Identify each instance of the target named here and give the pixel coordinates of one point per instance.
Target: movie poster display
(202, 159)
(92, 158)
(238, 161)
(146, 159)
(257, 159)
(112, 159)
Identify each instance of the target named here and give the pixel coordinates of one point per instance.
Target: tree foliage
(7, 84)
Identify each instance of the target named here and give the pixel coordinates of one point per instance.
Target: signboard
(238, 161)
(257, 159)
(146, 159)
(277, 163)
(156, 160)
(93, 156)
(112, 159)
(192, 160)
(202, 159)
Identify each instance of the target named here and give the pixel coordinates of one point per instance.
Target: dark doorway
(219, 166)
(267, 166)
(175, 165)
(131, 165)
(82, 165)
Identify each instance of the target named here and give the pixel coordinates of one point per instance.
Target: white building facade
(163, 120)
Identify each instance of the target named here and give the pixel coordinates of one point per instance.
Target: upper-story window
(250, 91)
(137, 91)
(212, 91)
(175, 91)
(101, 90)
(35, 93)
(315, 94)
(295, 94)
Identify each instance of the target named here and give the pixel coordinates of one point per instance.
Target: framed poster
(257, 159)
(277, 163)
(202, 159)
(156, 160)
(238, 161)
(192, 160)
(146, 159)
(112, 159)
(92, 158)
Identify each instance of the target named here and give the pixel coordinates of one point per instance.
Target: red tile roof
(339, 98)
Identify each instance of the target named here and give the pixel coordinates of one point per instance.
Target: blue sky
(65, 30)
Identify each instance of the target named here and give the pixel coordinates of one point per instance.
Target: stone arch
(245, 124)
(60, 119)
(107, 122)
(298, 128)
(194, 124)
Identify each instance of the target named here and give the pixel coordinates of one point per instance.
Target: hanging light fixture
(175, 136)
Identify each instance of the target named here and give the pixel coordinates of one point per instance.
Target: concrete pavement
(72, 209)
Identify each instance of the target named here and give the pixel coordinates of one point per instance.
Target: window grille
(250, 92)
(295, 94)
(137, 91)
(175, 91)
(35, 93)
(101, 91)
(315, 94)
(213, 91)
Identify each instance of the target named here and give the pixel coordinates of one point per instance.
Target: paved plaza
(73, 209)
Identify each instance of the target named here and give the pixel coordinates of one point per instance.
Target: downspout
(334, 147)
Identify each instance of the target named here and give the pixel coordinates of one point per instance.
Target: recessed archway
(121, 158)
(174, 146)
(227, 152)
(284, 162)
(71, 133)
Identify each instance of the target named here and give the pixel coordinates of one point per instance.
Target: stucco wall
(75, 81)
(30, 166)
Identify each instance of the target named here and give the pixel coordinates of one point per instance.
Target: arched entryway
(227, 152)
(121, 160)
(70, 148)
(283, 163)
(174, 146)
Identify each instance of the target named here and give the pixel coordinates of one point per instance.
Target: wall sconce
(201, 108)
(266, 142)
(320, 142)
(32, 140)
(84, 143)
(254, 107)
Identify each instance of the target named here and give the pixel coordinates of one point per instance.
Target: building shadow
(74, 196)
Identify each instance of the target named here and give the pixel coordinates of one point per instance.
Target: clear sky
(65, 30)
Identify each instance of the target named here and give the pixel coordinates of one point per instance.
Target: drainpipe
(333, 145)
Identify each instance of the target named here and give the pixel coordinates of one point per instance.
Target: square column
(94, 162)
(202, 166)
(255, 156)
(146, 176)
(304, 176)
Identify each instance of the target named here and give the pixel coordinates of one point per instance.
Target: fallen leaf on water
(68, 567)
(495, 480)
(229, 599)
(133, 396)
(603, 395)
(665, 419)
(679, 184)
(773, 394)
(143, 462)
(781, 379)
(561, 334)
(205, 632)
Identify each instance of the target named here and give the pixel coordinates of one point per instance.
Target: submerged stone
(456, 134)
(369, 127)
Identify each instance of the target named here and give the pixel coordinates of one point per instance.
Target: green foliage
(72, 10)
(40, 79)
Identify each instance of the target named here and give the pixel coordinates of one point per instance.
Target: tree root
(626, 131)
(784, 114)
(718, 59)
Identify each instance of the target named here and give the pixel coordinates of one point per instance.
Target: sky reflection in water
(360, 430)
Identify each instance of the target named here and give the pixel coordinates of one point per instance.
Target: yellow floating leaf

• _WORK TASK_
Exactly as they appear above, the records are to be transcribed in full.

• _RESULT_
Identify each instance of the target named here and give the pixel coordinates of one point per instance.
Target: movie poster display
(202, 159)
(92, 158)
(238, 161)
(146, 159)
(257, 159)
(112, 159)
Identify each instance of the target named here and give the pixel coordinates of one point per instance.
Target: tree foliage
(7, 84)
Identify each instance of the target named here and give the pixel coordinates of one point per instance.
Target: signboard
(238, 161)
(257, 159)
(146, 159)
(277, 163)
(156, 160)
(93, 156)
(112, 159)
(192, 160)
(202, 159)
Identify each instance of the target named here and give the pixel coordinates of one point per instance.
Target: dark doorway
(219, 166)
(267, 166)
(175, 165)
(131, 165)
(82, 165)
Identify each instance of the target named here and give the pixel coordinates of one point per instance.
Target: white building facade
(163, 120)
Identify each instance of the target named here and give the pixel coordinates of one point per instance.
Target: upper-story window
(250, 91)
(137, 91)
(212, 91)
(175, 91)
(101, 90)
(35, 93)
(315, 94)
(295, 94)
Identify each instance of the target named here and give the pixel coordinates of one point per instance.
Target: framed poster
(257, 159)
(277, 163)
(202, 159)
(156, 160)
(238, 161)
(192, 160)
(146, 159)
(112, 159)
(92, 158)
Identify each instance of the target named here and give the pixel coordinates of one point per instance.
Target: red tile roof
(339, 98)
Identify each instance of the target named here and give the pixel coordinates of one point per instance.
Target: blue sky
(65, 30)
Identify each instance of the target named here and give the pixel coordinates of one point per instance.
Target: stone arch
(245, 124)
(60, 119)
(107, 122)
(298, 128)
(194, 124)
Identify each instance of the target named here and give the pixel coordinates of one point per instance.
Target: hanging light fixture
(175, 136)
Identify each instance of the target named here and give the pixel coordinates of one point per instance.
Target: concrete pavement
(72, 209)
Identify each instance of the target named here and give the pixel coordinates of one point per instance.
Target: window grille
(250, 92)
(295, 94)
(137, 91)
(175, 91)
(35, 93)
(101, 91)
(315, 94)
(213, 91)
Identify each instance of the target named here and give the pixel coordinates of one point per instance.
Target: paved plaza
(73, 209)
Identify each instance of the target named here and give the pixel coordinates of one point per instance.
Target: downspout
(334, 147)
Identify each instance of the target named here and give the pixel coordinates of one point per instance.
Target: recessed archway
(121, 158)
(174, 146)
(227, 152)
(284, 162)
(71, 133)
Identify each instance of the target named here and give the pixel coordinates of one point per instance.
Target: stucco wall
(75, 81)
(30, 166)
Identify each instance of the target named here and give the pixel coordinates of one point per instance.
Target: arched entryway
(227, 152)
(121, 160)
(70, 148)
(283, 163)
(174, 146)
Identify each instance of the target named here and give the pixel coordinates of one point per instance.
Target: wall sconce
(201, 108)
(266, 142)
(320, 142)
(32, 140)
(84, 143)
(254, 107)
Identify each instance of the target named here and give the pixel coordinates of one point per instance.
Target: building shadow
(74, 196)
Identify each instance of the target named here and give the pixel coordinates of one point per instance.
Target: clear sky
(65, 30)
Identify each instance of the target named here and give the pixel coordinates of one point per instance.
Target: drainpipe
(333, 145)
Identify each instance of the target named here and give the pixel coordinates of one point per instance.
Target: square column
(94, 162)
(202, 166)
(255, 156)
(146, 176)
(304, 176)
Identify each instance of the target named here and give the pixel coordinates of one point per instance.
Target: fallen leaf on water
(68, 567)
(495, 480)
(229, 599)
(133, 396)
(603, 395)
(665, 419)
(679, 184)
(773, 394)
(143, 462)
(781, 379)
(561, 334)
(205, 632)
Identify each instance of the target named here and give the pixel coordinates of one point per instance.
Target: submerged stone
(456, 134)
(369, 127)
Identify each instance of the target named here and give the pixel coordinates of one point per instance.
Target: green foliage
(72, 10)
(40, 79)
Identify each instance of the target named here and give the pixel coordinates of one point per instance.
Target: tree root
(626, 131)
(784, 114)
(718, 59)
Identify each instance of the target named here and give the pixel coordinates of one point per instance.
Target: sky reflection in water
(360, 430)
Identify each instance of the target named here and give the pixel coordinates of one point per instance.
Target: yellow floating leaf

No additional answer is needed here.